- **PROBLEM STATEMENT**:
Set down exactly the lines running from the line with "blade in this" to the end of the listing below, both ends included.

- **MATERIAL**:

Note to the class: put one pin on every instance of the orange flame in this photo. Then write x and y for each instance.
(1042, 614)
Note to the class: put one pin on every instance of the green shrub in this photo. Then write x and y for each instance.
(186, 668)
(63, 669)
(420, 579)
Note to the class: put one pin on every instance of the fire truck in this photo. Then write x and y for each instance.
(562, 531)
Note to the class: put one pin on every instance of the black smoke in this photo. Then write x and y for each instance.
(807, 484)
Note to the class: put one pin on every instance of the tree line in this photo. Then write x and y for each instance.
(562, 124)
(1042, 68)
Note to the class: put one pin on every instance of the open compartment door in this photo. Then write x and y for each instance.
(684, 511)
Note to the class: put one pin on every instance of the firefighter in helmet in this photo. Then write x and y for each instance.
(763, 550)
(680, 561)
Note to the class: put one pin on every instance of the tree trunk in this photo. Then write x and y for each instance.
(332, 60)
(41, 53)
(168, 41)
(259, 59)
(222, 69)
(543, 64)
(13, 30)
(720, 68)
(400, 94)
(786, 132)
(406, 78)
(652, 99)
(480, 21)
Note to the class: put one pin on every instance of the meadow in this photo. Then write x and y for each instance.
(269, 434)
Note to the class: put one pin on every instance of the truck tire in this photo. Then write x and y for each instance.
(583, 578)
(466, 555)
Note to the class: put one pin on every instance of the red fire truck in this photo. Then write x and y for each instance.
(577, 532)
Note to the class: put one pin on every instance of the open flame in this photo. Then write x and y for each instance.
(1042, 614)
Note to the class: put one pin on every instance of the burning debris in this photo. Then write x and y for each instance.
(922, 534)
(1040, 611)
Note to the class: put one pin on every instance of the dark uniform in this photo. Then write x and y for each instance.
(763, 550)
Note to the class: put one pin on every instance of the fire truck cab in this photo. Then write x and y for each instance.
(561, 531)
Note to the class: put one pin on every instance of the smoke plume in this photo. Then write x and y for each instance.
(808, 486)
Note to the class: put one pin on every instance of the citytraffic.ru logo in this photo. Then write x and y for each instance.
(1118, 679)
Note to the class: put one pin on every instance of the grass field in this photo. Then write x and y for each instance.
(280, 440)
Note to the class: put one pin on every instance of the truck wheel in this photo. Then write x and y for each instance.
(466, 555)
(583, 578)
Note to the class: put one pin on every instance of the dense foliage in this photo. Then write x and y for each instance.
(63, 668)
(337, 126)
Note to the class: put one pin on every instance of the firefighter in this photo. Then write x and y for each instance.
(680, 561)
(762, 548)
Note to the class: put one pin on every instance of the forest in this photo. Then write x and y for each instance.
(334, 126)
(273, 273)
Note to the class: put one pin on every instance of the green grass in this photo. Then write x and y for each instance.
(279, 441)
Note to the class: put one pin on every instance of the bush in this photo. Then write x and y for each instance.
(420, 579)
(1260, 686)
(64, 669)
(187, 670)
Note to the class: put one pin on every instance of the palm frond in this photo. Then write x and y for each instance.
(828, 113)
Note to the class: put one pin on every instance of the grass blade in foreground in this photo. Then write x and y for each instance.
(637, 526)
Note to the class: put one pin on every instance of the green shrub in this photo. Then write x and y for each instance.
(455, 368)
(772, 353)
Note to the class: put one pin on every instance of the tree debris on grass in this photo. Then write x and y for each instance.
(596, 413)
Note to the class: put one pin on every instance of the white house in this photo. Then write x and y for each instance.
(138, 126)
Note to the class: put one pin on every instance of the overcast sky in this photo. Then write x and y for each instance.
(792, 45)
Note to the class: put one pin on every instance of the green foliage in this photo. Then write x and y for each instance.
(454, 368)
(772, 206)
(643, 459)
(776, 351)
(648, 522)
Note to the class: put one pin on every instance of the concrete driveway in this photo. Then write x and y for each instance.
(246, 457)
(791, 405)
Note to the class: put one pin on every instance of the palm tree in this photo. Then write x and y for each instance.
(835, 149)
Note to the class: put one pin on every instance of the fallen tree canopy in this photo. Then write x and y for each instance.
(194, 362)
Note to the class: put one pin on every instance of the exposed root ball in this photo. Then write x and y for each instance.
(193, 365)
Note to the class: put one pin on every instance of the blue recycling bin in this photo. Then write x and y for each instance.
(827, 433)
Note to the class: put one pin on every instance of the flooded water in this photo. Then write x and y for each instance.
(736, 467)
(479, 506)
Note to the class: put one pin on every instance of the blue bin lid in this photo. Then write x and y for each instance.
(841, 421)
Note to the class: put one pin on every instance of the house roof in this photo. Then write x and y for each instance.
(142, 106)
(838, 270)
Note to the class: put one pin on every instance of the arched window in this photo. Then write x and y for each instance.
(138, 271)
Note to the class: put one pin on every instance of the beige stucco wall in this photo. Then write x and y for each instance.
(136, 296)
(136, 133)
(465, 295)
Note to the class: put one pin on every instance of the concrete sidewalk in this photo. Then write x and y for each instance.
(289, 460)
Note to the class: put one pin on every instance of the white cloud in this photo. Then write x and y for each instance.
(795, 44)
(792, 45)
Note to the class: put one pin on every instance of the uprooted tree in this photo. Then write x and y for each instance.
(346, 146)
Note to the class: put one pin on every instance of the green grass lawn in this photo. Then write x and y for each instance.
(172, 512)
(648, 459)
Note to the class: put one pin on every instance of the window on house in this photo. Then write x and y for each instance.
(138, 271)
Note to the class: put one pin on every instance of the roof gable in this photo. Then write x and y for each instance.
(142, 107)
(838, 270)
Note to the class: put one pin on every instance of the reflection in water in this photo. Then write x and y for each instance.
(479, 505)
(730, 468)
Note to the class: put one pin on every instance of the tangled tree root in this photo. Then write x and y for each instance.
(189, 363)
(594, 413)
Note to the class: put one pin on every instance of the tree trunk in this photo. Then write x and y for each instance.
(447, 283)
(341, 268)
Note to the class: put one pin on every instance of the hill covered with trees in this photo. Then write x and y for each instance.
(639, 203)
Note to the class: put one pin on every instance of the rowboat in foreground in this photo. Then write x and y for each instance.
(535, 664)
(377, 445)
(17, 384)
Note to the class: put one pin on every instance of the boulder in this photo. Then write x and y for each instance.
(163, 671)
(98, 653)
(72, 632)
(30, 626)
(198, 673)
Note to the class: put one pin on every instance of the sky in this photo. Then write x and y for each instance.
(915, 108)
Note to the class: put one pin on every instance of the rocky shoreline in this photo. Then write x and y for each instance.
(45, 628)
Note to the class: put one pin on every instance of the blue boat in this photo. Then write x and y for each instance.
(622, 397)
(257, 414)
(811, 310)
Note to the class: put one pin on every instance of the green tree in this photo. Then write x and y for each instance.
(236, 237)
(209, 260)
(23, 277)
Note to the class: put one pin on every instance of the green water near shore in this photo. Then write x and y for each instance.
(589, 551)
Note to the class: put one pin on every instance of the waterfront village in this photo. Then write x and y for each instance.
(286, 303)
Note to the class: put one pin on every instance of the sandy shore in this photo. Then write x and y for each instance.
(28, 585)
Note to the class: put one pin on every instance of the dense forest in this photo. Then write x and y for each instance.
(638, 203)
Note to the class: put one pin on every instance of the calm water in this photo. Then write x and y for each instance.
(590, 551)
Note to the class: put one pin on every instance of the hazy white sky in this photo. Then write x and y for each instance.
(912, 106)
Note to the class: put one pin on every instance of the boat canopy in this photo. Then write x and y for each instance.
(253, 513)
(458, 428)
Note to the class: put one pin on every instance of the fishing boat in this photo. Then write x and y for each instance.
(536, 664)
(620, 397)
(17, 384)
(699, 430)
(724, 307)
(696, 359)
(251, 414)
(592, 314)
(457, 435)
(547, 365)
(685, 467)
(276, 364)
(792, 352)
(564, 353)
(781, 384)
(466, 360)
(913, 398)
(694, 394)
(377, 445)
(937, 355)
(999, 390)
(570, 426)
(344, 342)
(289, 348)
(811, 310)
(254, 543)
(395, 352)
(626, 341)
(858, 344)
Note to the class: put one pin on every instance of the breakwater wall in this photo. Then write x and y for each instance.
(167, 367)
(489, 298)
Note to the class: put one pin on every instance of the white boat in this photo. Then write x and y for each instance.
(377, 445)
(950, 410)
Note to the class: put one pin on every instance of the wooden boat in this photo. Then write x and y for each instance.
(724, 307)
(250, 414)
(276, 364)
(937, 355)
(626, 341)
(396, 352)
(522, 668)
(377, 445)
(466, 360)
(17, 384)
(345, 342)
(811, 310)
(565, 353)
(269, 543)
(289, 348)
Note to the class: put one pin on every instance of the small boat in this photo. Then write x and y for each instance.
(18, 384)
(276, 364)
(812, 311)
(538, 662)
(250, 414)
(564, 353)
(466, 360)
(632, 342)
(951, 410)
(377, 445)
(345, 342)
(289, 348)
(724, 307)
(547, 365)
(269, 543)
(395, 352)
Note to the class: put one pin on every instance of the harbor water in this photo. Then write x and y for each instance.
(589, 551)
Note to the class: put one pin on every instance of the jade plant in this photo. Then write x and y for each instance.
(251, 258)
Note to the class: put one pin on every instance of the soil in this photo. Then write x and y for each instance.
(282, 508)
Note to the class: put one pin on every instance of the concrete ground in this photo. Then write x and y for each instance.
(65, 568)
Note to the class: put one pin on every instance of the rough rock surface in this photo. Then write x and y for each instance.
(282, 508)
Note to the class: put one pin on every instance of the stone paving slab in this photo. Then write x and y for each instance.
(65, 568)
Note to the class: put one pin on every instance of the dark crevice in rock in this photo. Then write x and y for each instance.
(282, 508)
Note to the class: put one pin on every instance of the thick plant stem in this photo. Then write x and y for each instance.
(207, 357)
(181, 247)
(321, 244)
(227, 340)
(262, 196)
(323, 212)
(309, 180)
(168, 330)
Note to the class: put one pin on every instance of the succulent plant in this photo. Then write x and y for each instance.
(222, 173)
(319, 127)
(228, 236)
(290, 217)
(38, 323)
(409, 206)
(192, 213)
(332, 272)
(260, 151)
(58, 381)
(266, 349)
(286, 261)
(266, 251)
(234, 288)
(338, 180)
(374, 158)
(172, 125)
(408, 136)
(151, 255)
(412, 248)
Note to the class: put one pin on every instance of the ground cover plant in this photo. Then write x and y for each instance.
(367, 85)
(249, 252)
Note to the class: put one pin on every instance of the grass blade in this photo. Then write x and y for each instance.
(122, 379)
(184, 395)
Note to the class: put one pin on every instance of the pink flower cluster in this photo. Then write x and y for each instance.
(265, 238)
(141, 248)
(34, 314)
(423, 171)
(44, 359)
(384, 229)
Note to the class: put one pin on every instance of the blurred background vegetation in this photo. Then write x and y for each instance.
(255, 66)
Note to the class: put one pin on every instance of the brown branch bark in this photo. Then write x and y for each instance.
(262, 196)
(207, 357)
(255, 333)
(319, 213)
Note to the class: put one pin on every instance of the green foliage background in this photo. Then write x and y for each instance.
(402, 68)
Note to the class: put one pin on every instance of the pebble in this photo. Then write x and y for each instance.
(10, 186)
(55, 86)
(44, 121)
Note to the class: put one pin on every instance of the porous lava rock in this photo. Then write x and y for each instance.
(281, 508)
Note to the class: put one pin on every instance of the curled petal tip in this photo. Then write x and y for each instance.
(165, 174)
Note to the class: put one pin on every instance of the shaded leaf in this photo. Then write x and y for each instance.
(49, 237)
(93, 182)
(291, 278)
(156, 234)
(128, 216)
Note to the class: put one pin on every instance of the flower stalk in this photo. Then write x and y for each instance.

- **SOLUTION TO THE PROBLEM**:
Note to the class: put one pin on every instance of the grass blade in this photo. Then write x and y for each instance.
(122, 379)
(184, 395)
Note to the class: put one pin on every instance of the pink flower cluster in this photo. Then write x and y for each instance.
(265, 238)
(141, 248)
(34, 314)
(423, 171)
(44, 359)
(384, 229)
Note to the class: put one pin on every instance of the blurred background vegetation in this photo. Then write x and y for each instance.
(255, 66)
Note to the class: put one pin on every instance of the brown branch bark in this photo. Then write x and y for each instance.
(262, 196)
(207, 357)
(255, 333)
(319, 213)
Note to the class: put one pin on every instance of the green foliage background in this photo. Then write x and y for each instance.
(402, 68)
Note to the class: put one pin on every instance of the pebble in this photo. Then write x and y for each instance.
(10, 186)
(55, 86)
(44, 121)
Note to the class: put one pin on every instance of the porous lava rock in this photo. Then write x and y for each instance.
(281, 508)
Note to the class: put one pin on every instance of the curled petal tip in this photo. Then write x and y for each instance.
(165, 174)
Note to the class: put one pin on every instance of the shaded leaf in this photo. Then write x and y for each instance.
(49, 237)
(93, 182)
(291, 278)
(156, 234)
(128, 216)
Note to the class: put one pin on every instance of the flower stalk in this photo. Then write x and y for each instance.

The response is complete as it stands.